What you should do =>
If a line in the listing below contains "white", return that line.

"""

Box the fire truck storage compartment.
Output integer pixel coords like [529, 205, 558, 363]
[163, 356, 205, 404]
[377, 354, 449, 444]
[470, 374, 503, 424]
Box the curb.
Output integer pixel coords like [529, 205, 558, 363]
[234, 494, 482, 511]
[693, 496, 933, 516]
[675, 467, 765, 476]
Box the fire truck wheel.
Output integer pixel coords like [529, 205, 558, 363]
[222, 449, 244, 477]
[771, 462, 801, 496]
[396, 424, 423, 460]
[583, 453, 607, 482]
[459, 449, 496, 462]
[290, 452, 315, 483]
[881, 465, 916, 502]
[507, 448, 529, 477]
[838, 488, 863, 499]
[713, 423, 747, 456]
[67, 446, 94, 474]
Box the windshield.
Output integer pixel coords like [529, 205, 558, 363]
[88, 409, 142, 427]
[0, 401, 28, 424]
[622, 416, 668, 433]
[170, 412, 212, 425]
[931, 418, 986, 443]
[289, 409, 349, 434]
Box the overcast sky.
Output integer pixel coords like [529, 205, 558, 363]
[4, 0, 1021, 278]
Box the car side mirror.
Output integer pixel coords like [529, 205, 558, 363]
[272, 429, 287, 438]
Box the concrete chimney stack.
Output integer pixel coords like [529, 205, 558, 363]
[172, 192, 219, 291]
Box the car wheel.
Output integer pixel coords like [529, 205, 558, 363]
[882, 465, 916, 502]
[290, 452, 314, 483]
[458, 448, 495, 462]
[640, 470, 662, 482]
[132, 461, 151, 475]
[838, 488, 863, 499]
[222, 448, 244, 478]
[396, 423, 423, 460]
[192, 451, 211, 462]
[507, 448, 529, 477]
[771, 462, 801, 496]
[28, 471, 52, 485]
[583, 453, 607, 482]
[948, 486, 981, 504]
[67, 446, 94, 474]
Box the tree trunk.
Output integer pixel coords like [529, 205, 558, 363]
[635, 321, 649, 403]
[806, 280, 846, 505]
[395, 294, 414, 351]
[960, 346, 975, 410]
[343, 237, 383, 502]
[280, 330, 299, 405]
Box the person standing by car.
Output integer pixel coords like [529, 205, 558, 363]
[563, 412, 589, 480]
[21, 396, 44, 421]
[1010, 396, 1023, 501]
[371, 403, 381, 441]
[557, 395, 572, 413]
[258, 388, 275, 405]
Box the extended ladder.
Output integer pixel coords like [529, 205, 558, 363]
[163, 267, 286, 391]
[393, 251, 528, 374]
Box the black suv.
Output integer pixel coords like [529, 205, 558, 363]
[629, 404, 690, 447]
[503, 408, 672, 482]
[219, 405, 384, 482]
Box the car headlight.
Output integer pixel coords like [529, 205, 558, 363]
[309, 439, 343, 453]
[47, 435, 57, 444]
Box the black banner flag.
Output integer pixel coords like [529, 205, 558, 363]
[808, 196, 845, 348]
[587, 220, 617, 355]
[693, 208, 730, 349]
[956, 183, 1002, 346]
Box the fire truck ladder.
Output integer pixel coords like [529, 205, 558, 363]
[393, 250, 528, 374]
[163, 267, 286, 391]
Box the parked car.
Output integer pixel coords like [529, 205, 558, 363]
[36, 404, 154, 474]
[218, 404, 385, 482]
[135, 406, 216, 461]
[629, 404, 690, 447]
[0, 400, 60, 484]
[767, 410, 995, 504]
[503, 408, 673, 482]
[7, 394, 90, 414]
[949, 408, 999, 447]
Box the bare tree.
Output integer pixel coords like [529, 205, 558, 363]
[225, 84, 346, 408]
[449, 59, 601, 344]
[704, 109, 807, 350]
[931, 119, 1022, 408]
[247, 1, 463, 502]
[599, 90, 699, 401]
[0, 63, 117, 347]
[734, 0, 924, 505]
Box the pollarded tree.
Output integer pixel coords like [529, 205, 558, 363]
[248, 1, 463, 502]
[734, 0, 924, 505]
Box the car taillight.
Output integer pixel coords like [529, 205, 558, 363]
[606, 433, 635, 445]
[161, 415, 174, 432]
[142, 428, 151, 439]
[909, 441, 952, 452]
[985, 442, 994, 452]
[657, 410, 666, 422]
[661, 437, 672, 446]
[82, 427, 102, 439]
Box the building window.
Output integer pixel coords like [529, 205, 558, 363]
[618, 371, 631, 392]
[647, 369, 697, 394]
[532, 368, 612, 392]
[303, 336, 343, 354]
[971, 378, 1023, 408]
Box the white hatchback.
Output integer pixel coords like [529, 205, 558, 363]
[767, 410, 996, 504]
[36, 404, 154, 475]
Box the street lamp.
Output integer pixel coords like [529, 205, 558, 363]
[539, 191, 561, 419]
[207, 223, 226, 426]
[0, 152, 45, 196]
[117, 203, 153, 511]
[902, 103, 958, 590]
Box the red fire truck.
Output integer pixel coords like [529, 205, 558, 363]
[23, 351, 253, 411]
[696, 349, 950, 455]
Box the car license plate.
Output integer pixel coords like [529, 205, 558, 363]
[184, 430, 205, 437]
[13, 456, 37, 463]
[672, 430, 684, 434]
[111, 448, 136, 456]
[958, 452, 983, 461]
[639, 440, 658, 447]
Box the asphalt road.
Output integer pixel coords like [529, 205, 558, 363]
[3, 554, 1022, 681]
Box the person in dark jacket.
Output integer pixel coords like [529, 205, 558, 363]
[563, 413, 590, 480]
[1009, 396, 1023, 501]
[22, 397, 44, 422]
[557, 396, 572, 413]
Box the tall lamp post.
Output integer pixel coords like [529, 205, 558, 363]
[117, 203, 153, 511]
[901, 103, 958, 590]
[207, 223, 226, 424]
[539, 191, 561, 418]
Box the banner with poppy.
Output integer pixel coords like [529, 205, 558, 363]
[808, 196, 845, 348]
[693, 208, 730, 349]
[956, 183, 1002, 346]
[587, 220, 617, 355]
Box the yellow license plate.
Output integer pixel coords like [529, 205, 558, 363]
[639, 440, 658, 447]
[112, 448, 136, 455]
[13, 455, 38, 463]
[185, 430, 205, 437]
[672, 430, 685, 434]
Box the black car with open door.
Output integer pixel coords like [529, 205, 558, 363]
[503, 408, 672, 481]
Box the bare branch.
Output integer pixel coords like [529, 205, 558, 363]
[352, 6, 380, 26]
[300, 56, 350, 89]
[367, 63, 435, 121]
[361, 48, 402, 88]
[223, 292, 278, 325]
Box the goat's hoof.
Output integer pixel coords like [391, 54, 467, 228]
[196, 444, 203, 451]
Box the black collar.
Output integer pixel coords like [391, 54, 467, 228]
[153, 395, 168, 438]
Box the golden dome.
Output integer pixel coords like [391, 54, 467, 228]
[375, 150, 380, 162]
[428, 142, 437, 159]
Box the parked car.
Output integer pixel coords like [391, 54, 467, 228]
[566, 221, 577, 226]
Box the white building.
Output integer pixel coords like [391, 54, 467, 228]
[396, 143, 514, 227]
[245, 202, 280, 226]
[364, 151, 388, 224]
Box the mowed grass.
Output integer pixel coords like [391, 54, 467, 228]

"""

Response to this exercise =>
Box the white hatchback.
Box the white building.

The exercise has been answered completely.